PAGE TEXT:
►

Bridging tradition and science: Thermodynamics used to evaluate traditional Chinese medicine properties
New review highlights how microcalorimetry can scientifically standardize the "Four Properties" of TCM
image: Theories and perspectives on the properties of traditional Chinese medicine: four Qi and five flavors guided by Yin-Yang balance and conservation. (A) Four Qi and five flavors guided by the concept of Yin balance and Yang conservation. (B) Outlooks and doctrines on the properties of TCM.
Credit: Qiang Li, Hengrui Liu, et al.
Traditional Chinese Medicine (TCM) has relied on the theory of "four properties"—cold, hot, warm, and cool—for thousands of years to diagnose and treat ailments. While clinically effective, these concepts have historically lacked a unified scientific definition or objective measurement standard, creating a barrier to the modernization and internationalization of TCM. A new review article published in the journal Med Research proposes a groundbreaking solution: using microcalorimetry to interpret TCM properties through the lens of physics and thermodynamics.

◄

Point localization data:
►

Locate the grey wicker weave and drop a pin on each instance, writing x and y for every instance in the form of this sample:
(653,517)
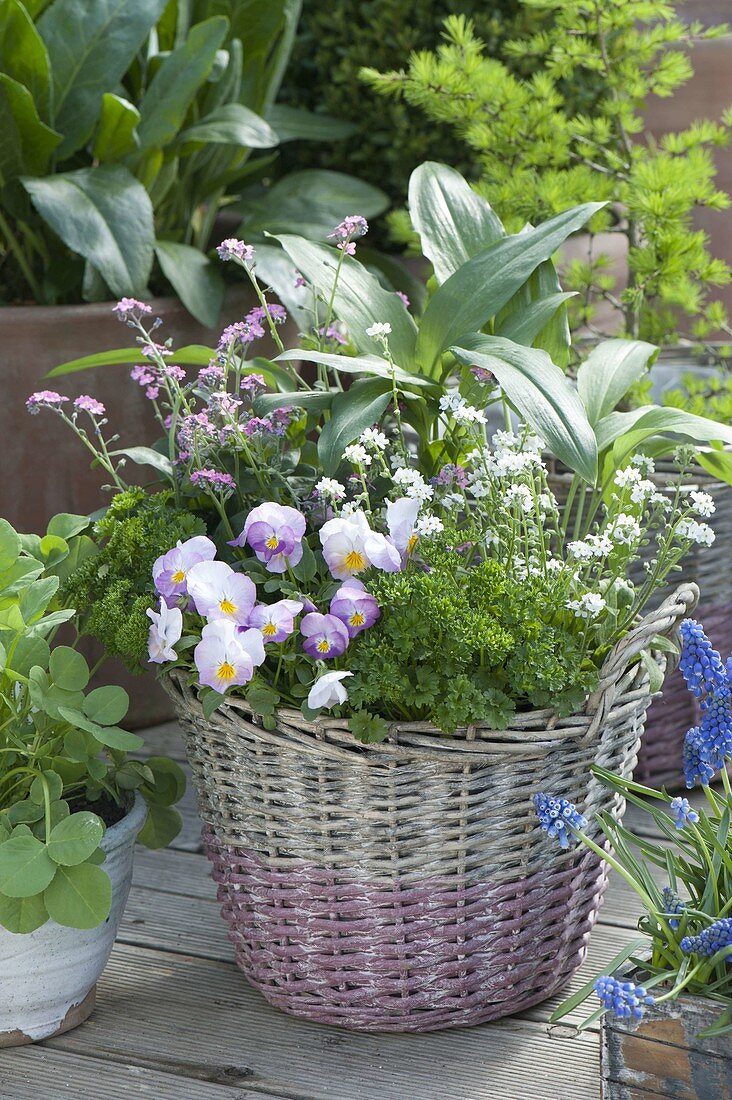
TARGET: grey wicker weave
(407,886)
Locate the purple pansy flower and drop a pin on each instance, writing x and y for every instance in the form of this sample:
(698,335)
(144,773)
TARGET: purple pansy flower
(226,657)
(165,629)
(356,607)
(325,636)
(219,593)
(274,531)
(276,622)
(171,570)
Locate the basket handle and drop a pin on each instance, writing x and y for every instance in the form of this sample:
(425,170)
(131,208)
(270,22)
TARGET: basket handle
(665,622)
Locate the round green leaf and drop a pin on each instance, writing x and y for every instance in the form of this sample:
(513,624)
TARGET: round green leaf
(79,897)
(74,838)
(25,868)
(68,669)
(107,705)
(22,915)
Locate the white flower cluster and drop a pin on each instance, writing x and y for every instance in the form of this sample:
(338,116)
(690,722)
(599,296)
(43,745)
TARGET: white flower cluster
(413,484)
(358,455)
(374,439)
(330,490)
(588,606)
(696,532)
(459,409)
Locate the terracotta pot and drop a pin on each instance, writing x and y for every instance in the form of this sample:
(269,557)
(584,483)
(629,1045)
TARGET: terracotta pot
(50,976)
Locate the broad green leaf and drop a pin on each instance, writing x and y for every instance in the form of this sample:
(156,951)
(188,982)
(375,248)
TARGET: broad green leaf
(25,142)
(116,130)
(172,90)
(452,221)
(295,123)
(148,457)
(23,55)
(90,45)
(484,284)
(111,736)
(162,825)
(543,396)
(190,355)
(310,204)
(107,705)
(360,299)
(22,915)
(68,669)
(197,282)
(523,326)
(74,838)
(105,215)
(356,364)
(65,525)
(25,868)
(350,414)
(657,420)
(231,124)
(10,545)
(79,897)
(609,372)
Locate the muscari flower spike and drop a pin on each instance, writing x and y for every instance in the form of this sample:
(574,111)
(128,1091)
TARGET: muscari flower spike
(700,663)
(624,999)
(673,906)
(712,939)
(557,816)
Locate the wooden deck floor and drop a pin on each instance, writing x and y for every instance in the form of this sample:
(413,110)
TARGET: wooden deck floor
(175,1019)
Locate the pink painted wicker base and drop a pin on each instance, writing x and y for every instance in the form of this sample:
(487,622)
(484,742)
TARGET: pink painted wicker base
(382,957)
(668,718)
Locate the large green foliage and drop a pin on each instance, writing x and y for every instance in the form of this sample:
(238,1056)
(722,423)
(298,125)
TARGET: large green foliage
(127,127)
(64,769)
(541,153)
(335,40)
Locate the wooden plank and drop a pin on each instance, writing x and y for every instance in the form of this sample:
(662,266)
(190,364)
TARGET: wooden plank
(40,1074)
(199,1019)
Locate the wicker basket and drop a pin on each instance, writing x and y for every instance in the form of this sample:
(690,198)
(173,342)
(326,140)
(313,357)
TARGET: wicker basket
(407,886)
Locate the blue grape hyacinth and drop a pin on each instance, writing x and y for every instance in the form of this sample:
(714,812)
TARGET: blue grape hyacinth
(700,663)
(673,906)
(623,998)
(712,939)
(557,817)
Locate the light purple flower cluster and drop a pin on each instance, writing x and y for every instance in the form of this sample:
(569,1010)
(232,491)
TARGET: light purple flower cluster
(44,398)
(215,480)
(558,817)
(683,812)
(347,231)
(625,999)
(673,906)
(231,249)
(714,938)
(130,310)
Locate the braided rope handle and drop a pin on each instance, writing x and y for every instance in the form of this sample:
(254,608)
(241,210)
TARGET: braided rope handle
(664,620)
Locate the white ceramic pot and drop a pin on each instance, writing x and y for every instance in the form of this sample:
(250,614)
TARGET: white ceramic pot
(47,977)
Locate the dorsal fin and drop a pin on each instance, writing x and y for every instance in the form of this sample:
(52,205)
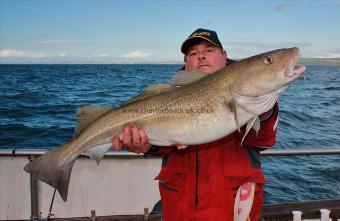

◄

ASSIGNMENT: Can you continue the article on using thermodynamics to evaluate traditional Chinese medicine properties from where it stops?

EXERCISE RESULT:
The research, led by Qiang Li and Hengrui Liu, introduces a "macro-micro" integration theory. This approach connects the macroscopic clinical effects of TCM with microscopic energy fluctuations. The authors argue that the medicinal properties of TCM are fundamentally linked to energy metabolism. For instance, "cold" or "cool" herbs (used to treat high fever or inflammation) tend to induce endothermic (heat-absorbing) responses or reduce metabolic heat output in biological systems. Conversely, "warm" or "hot" herbs (used for chills or deficiency) promote exothermic (heat-releasing) reactions or increase metabolic rates.
The review highlights microcalorimetry as a crucial tool for this evaluation. By detecting minute thermal changes in bacteria or cell models treated with specific herbs, researchers can generate power-time (P-t) curves. These curves provide objective, quantitative data—such as heat production and growth rate constants—that align with traditional classifications. For example, studies cited in the review demonstrated that raw Rehmannia glutinosa (cold nature) inhibited heat release in bacterial models, while processed Rehmannia glutinosa (warm nature) promoted it.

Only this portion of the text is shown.